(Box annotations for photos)
- - - - - - -

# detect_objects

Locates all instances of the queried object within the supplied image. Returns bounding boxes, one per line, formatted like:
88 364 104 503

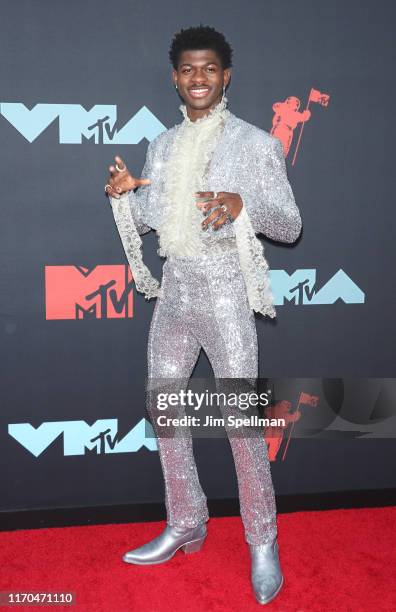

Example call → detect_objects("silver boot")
249 538 283 604
122 523 206 565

- - - - - - -

THE PROBLEM: Write out the whole listing again, putting "black boot" in place of "silver boot" and changing nothing else. Leave the pictures out.

ANSWER TO THE TASK:
# detect_objects

Locates all instances of the queried object within the supplied image. Returns bounding boxes, one per line, formatted like:
88 364 104 503


Example call → detect_objects("black boot")
249 538 283 604
122 523 206 565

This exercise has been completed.